By Claire Mansell - 7 Mar 2014

With the New Zealand Herald reporting that business confidence has risen to its highest level in almost 20 years, the start of 2014 has seen a great deal of increased optimism in the economy. As businesses prepare for a year promised to be marked by strong economic growth, we have seen a number of mergers and acquisitions and streamlining of existing businesses through redundancies. There has also been a lot of activity in the employment market due, perhaps, to employees having greater confidence to make a move. 

In this environment it is important for both employers and employees to ensure that employment agreements are correctly drawn up at the outset of an employment relationship. This negotiation will be an employee's first taste of an employer's attitudes to its employees. One size doesn't always fit all when it comes to employment agreements. For example it might be worth considering whether a 90 day trial period is really suitable for higher level employees, especially those who have been approached by a business to make a move to the new company.

Casual employees - a stop-gap?

As the economy remains in transition, it is not uncommon for employers to increase their work force on a gradual basis starting by engaging more casual employees. Unfortunately some employers take a casual attitude to employment agreements when it comes to casual employees. Written employment agreements are a statutory requirement. Care must be taken in the wording of that agreement to ensure that the relationship is correctly defined. If the employee is required to work at regular times in a regular place and the worker and the employer are under obligations to each other, the relationship may in fact be an on-going employment relationship rather than a casual one. This will have implications for the terms that will need to be included in the agreement and how it can be brought to an end.

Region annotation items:

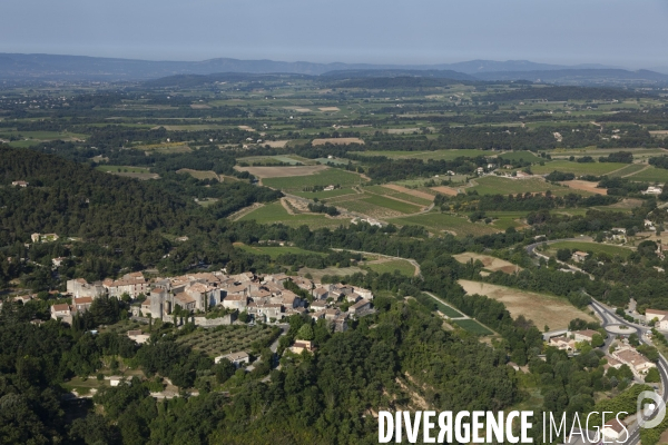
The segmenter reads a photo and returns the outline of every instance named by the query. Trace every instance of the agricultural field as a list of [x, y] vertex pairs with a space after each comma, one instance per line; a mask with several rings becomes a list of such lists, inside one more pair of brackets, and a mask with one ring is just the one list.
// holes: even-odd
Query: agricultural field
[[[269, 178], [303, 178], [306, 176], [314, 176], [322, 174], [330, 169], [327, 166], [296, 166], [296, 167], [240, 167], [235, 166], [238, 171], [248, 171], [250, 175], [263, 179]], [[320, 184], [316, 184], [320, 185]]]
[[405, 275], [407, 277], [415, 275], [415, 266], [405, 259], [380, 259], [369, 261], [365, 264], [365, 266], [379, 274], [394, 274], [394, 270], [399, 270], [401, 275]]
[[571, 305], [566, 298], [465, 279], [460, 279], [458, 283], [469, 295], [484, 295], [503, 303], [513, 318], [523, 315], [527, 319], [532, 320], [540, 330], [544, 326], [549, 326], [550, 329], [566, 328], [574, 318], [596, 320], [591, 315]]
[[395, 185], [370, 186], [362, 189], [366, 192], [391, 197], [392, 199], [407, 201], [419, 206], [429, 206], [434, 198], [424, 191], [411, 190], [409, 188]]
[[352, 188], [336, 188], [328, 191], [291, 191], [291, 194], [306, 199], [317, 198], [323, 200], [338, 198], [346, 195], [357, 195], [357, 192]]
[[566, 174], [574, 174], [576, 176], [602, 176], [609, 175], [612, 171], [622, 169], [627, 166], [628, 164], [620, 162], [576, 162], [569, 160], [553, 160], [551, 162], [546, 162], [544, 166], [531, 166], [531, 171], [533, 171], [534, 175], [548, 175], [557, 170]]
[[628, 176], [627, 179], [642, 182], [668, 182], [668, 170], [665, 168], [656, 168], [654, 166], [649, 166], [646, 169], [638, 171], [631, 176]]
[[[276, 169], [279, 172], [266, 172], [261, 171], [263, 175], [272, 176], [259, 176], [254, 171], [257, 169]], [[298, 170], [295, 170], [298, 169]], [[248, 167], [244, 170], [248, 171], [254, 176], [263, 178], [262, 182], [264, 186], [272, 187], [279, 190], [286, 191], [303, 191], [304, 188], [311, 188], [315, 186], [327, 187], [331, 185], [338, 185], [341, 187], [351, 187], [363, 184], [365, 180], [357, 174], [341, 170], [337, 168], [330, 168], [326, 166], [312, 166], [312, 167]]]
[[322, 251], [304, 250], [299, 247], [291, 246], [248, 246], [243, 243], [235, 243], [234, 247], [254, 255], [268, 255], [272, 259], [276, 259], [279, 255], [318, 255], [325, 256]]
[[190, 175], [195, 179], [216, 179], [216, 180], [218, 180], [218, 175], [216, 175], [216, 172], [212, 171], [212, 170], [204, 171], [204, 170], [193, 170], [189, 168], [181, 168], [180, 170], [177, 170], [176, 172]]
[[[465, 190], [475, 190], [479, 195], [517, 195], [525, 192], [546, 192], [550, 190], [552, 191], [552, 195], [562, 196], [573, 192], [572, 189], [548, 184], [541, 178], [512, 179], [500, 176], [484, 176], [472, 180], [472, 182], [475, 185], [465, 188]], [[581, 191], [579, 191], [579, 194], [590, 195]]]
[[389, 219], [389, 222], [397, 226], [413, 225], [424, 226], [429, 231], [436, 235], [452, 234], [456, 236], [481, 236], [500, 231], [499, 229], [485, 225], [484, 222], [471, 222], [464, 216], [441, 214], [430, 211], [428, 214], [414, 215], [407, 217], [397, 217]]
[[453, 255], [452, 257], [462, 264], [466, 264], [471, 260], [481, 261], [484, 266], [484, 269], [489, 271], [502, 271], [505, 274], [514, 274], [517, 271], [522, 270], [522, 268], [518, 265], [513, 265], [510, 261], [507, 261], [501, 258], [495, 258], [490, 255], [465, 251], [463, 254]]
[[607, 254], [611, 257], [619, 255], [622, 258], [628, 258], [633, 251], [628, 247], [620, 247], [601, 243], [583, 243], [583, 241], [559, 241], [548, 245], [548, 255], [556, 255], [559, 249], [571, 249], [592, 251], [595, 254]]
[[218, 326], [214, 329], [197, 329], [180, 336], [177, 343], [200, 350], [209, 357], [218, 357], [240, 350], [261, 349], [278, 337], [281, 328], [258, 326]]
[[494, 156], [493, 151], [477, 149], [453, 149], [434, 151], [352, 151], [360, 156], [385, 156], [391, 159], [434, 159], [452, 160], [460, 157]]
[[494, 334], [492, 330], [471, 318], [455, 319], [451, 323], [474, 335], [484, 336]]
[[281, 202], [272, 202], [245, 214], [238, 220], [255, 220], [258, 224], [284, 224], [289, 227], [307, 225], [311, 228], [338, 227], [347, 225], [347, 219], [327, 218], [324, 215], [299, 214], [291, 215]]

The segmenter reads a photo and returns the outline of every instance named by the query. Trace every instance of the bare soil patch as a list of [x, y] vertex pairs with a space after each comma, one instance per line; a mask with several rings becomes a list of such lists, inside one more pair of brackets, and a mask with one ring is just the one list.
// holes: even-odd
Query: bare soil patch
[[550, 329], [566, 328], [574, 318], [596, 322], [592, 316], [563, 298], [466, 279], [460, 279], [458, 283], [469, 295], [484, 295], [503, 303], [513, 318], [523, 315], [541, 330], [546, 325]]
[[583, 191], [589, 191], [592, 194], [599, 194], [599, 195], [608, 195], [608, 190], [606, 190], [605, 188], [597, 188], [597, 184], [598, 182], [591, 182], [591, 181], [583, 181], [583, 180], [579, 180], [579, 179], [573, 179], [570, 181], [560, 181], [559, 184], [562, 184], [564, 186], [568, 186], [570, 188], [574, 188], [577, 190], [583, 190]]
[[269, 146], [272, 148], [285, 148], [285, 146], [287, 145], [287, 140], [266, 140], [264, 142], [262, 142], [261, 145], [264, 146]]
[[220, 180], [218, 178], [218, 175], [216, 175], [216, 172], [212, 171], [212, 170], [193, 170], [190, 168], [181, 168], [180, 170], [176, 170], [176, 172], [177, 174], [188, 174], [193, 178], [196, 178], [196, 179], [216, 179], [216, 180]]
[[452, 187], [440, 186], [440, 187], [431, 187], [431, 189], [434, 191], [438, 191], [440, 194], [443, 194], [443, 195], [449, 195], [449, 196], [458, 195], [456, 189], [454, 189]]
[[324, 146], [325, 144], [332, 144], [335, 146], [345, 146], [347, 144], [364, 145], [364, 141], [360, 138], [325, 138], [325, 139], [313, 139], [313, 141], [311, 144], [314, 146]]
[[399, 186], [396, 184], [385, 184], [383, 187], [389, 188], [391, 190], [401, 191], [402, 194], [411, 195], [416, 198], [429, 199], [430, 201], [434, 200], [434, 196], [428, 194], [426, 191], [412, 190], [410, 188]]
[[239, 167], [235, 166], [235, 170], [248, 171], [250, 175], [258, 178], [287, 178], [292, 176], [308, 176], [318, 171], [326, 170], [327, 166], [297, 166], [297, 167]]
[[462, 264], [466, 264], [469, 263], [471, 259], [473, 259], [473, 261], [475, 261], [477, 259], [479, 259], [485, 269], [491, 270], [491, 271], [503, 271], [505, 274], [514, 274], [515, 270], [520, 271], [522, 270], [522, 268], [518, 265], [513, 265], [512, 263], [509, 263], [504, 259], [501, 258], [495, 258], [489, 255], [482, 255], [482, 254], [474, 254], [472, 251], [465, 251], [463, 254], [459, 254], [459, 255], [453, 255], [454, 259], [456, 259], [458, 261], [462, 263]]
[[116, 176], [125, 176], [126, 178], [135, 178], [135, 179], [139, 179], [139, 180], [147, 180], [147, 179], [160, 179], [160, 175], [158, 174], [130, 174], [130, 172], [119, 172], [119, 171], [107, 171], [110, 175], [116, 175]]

TO BE DONE
Reproduce verbatim the passage of the employment agreements article starting with "By Claire Mansell" and going on through "make a move.".

OUTPUT BELOW
By Claire Mansell - 7 Mar 2014

With the New Zealand Herald reporting that business confidence has risen to its highest level in almost 20 years, the start of 2014 has seen a great deal of increased optimism in the economy. As businesses prepare for a year promised to be marked by strong economic growth, we have seen a number of mergers and acquisitions and streamlining of existing businesses through redundancies. There has also been a lot of activity in the employment market due, perhaps, to employees having greater confidence to make a move.